* Directive
Update the lines from the first one up to and including the line with "positive clicks: (829, 150)" by replacing "rough mask" with "coarse mask", leaving everything else unchanged.

* Data supplied
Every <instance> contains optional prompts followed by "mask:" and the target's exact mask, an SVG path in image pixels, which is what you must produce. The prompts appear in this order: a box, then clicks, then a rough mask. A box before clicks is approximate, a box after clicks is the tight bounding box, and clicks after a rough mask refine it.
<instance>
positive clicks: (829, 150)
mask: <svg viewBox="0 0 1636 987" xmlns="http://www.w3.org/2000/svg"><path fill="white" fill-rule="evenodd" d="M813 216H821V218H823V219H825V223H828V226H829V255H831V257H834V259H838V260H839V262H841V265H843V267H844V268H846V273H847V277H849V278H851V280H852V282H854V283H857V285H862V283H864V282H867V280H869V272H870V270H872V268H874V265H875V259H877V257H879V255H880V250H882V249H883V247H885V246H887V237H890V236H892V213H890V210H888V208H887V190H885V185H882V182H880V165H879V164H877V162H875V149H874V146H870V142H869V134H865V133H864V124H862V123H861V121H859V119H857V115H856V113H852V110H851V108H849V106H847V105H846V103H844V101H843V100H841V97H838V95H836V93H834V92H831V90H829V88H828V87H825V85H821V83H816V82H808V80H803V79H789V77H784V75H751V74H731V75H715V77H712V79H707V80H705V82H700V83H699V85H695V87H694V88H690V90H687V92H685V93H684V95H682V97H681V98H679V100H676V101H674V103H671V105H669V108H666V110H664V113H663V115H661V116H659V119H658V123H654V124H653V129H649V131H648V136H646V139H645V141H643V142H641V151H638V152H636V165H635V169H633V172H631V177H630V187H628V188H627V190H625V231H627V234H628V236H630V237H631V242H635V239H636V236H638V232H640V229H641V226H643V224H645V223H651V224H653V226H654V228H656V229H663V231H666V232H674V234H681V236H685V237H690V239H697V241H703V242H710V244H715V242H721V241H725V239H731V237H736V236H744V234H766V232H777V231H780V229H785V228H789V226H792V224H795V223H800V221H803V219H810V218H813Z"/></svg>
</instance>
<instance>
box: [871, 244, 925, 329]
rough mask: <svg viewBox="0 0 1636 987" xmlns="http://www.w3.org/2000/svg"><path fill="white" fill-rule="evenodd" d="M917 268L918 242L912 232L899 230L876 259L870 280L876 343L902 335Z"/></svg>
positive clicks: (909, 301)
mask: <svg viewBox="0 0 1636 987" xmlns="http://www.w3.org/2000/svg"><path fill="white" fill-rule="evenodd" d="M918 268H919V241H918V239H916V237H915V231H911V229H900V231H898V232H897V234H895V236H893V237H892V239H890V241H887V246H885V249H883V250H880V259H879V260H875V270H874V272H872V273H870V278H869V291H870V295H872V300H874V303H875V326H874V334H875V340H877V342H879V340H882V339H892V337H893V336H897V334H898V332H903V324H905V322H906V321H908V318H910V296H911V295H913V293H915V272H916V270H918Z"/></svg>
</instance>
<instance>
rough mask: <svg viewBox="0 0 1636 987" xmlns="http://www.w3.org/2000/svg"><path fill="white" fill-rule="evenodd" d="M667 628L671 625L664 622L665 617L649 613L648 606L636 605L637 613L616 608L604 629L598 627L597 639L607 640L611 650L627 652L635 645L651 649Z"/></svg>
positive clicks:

* Reply to the exercise
Every <instance> contains optional prompts followed by "mask:" and the target's exact mask, an SVG path in image pixels, which is what you must produce. The prompts appear in this order: a box, then clicks, then a coarse mask. A box before clicks is approximate, a box after clicks is the tight bounding box, and clicks after a coarse mask refine it.
<instance>
positive clicks: (829, 150)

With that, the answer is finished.